* [Instructions to follow]: Exactly as written, quote every line that follows, skipping the images.

* [Data]:
=-=-=

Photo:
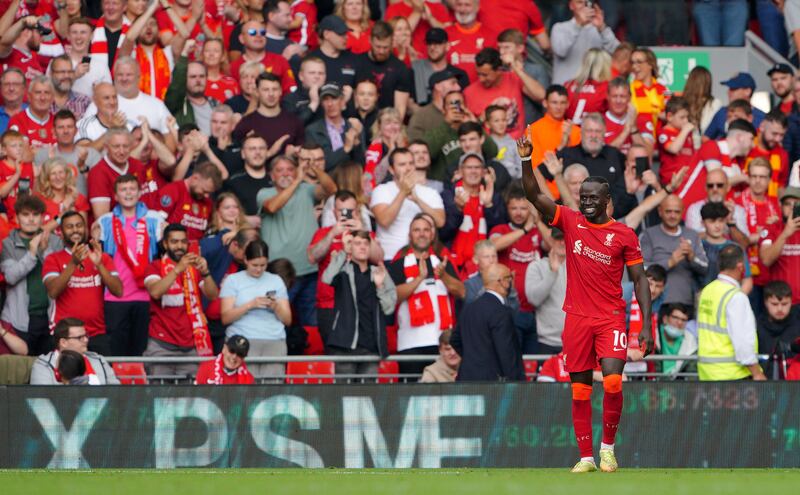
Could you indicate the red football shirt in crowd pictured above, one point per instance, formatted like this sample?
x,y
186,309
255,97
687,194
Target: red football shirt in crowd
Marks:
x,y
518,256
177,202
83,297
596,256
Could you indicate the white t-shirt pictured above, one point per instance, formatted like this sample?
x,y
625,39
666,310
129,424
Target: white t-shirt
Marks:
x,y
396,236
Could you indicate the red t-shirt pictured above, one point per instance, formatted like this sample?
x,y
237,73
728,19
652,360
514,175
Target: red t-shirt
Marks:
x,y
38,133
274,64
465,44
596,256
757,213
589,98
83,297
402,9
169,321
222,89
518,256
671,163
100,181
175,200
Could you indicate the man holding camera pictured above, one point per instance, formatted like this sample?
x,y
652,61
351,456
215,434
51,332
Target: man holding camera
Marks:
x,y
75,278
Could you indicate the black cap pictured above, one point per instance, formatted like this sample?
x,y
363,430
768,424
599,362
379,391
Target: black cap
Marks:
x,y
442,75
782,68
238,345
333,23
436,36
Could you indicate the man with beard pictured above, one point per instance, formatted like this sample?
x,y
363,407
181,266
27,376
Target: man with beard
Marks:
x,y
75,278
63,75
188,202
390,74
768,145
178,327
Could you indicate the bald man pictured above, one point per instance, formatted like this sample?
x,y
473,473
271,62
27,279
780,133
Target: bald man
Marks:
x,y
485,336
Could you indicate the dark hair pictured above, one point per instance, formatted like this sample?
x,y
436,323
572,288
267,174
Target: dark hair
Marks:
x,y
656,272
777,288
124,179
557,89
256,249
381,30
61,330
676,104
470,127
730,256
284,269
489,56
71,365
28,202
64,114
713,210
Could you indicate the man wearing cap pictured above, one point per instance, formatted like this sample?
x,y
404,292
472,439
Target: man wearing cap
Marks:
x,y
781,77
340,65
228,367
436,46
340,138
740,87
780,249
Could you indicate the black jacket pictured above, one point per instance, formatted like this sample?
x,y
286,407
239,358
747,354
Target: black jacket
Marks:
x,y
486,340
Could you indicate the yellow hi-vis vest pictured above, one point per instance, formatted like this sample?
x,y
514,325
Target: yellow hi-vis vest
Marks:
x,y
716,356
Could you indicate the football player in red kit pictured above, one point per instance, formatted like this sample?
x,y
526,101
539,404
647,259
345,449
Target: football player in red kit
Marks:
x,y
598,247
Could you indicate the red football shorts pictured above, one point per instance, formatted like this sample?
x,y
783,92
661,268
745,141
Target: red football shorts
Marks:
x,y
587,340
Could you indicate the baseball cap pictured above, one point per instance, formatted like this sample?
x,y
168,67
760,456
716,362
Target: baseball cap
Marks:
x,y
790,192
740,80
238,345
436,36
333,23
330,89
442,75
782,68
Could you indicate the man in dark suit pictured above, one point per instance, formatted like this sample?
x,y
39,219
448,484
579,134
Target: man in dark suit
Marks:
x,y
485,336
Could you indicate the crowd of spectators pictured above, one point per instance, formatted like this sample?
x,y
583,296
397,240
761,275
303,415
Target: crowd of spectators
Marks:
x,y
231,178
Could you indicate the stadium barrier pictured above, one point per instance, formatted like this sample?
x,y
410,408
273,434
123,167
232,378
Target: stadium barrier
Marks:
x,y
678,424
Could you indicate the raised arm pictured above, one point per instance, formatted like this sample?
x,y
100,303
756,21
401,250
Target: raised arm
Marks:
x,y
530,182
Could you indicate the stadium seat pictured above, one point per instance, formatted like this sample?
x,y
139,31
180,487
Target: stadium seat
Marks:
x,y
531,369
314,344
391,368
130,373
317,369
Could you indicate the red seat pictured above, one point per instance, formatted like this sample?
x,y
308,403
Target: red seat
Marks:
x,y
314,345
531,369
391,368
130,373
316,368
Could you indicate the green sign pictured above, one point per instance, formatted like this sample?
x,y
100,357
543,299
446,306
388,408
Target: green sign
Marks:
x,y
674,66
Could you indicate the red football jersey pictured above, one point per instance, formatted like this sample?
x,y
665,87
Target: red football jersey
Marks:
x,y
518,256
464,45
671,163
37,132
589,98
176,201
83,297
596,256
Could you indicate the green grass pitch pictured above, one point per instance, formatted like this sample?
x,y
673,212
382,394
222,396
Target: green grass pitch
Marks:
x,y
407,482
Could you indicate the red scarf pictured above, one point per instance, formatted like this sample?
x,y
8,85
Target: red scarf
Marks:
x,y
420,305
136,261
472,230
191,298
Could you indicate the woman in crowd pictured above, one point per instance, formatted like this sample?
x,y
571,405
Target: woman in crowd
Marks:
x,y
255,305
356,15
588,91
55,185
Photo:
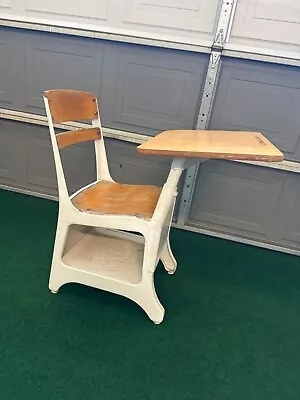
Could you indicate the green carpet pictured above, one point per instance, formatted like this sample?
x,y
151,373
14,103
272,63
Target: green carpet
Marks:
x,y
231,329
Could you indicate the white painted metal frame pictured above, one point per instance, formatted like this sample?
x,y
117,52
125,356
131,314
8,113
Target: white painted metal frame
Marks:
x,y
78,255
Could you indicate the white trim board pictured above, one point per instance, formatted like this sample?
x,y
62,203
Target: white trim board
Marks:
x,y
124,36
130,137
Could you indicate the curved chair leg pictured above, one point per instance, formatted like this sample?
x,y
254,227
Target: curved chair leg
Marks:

=-=-=

* [Solution to the problem]:
Photo:
Could you indicate the red football shirt in crowd pictured above, one point per instance, formatted like this sample?
x,y
186,309
255,97
687,194
Target: red football shirt in crowd
Marks:
x,y
518,256
177,202
83,297
596,256
Could you indicate the white t-shirt pictured above, one point per instance, formatted like this sample?
x,y
625,39
666,310
129,424
Target: white t-shirt
Marks:
x,y
396,236
Could you indicate the red t-shirt pictured above, one point per instance, formatted like this sample?
x,y
237,73
728,19
652,360
514,175
Target: red t-shirt
Marks:
x,y
38,133
274,64
465,44
596,256
757,213
589,98
83,297
402,9
169,321
222,89
518,256
671,163
100,181
175,200
Could you indicate the man holding camera pictured above, one point per instance, formatted like this sample?
x,y
652,61
351,456
215,434
51,332
Target: man holding camera
Marks:
x,y
75,278
Could you indicate the black cap pictured above, one point per instance, formatted like this sample?
x,y
363,430
768,424
599,362
379,391
Target: black cap
Marks:
x,y
442,75
782,68
238,345
333,23
436,36
Could you indicate the man with beard pictured above, one point per instance, formatted like this sample?
x,y
363,407
181,266
27,376
Target: man with beard
Marks:
x,y
75,278
63,75
188,202
390,74
768,145
178,327
Could you indicate the bald man pictured above, one point per instance, formatted like this sample?
x,y
473,473
271,62
27,279
780,133
Target: bald man
Marks:
x,y
485,336
Could you indicate the dark hair pictured above, one point per instance, formatted like this sample?
x,y
436,323
572,288
267,174
Target: dark hair
Marks:
x,y
656,272
777,288
124,179
557,89
256,249
381,30
61,330
676,104
470,127
730,256
284,269
489,56
71,365
28,202
64,114
713,210
Could you indicate the man wearing cap pictured above, one point per instance, formatted like this sample?
x,y
404,292
472,439
Target: man wearing cap
Marks:
x,y
781,77
340,65
228,367
436,46
340,138
740,87
780,249
Could you indicate the black jacket pictured above, one point per instance, formatted like this sample?
x,y
286,407
239,358
747,354
Target: black jacket
Marks:
x,y
486,340
Could you indicate the yellow hi-vis vest pictured above, one point per instance, formatted like this sample?
x,y
514,325
Target: yellow hi-vis vest
Marks:
x,y
716,356
Could you indicate the football player in red kit pictured above, one point per instance, formatted like this sample?
x,y
526,101
539,404
647,259
345,449
Target: football player in red kit
Marks:
x,y
598,247
Could you indicate the red football shorts pictured above, one point per instance, formatted like this sample?
x,y
783,92
661,268
745,141
Target: red football shorts
Marks:
x,y
587,340
Could you indicate the baseball cap pictured above, one point per instance, formatted like this sample?
x,y
168,67
760,456
716,362
Target: baseball cap
Marks:
x,y
790,192
740,80
238,345
436,36
333,23
330,89
442,75
782,68
Could you indicate the man in dark suit pictured above, one point per instance, formatted like this sample?
x,y
39,219
448,484
579,134
Target: man in dark suit
Marks:
x,y
485,336
Could you indicate the crowd of spectators pictured above, one point per instance, formatted like this sample?
x,y
583,296
397,240
761,275
303,415
Target: crowd of spectators
Marks:
x,y
231,178
Could you indicate the stadium barrier pictured above, one point per instance, formatted like this sample?
x,y
410,408
273,434
123,167
232,378
Target: stadium barrier
Marks:
x,y
678,424
Could you indicate the raised arm pictured above, one point per instance, formatted like this sample?
x,y
100,303
756,21
401,250
Target: raised arm
Marks:
x,y
530,182
Could you indicate the stadium seat pictured above, one point per instance, formatted like this sample?
x,y
139,31
180,487
Target: stadium seat
Marks:
x,y
531,369
314,344
391,368
130,373
317,369
Could you indicate the red seat pictured above, one point per instance, formatted like this sample?
x,y
308,403
Target: red seat
Marks:
x,y
314,345
531,369
391,368
130,373
316,368
Could you indicate the green sign pictured above, one point per instance, formatted like this sample?
x,y
100,357
543,299
446,306
388,408
Target: green sign
Marks:
x,y
674,66
Could you indicate the red football jersey pictured above, one point per instance, formatted like this sample?
x,y
665,87
Target: red football jersey
Marks:
x,y
518,256
464,45
671,163
37,132
589,98
176,201
83,297
596,256
Could you indicate the green grass pitch pictured above, one point per instance, formatted like this sample?
x,y
673,212
382,394
222,396
Target: green grass pitch
Marks:
x,y
407,482
Could you indicate the red scarf pictured above, one point per instance, formatted like this sample?
x,y
8,85
Target: red scarf
Marks:
x,y
420,305
136,261
472,230
191,298
Could you indicate the woman in crowd pictured above, one point per instance, formatted like this sample?
x,y
571,405
Target: woman in crowd
Marks:
x,y
255,305
356,15
588,91
55,185
Photo:
Could you indicate the green carpet pictured above, one point per instance, formatted like this sample?
x,y
151,373
14,103
272,63
Target: green carpet
Marks:
x,y
231,329
Could you indicate the white painted metal frame pictured above, one point per instance, formatted like this sample?
x,y
117,52
125,356
131,314
8,113
Target: white painted metal frame
Marks:
x,y
78,255
Could you indicate the white trim board pictured above, one point per instance, formatted like this sample?
x,y
62,203
Target: white trim board
Marks:
x,y
124,36
130,137
Could you indicate the curved chair leg pictured above, one point per instance, formatted like this sample?
x,y
254,227
Target: curved chair leg
Marks:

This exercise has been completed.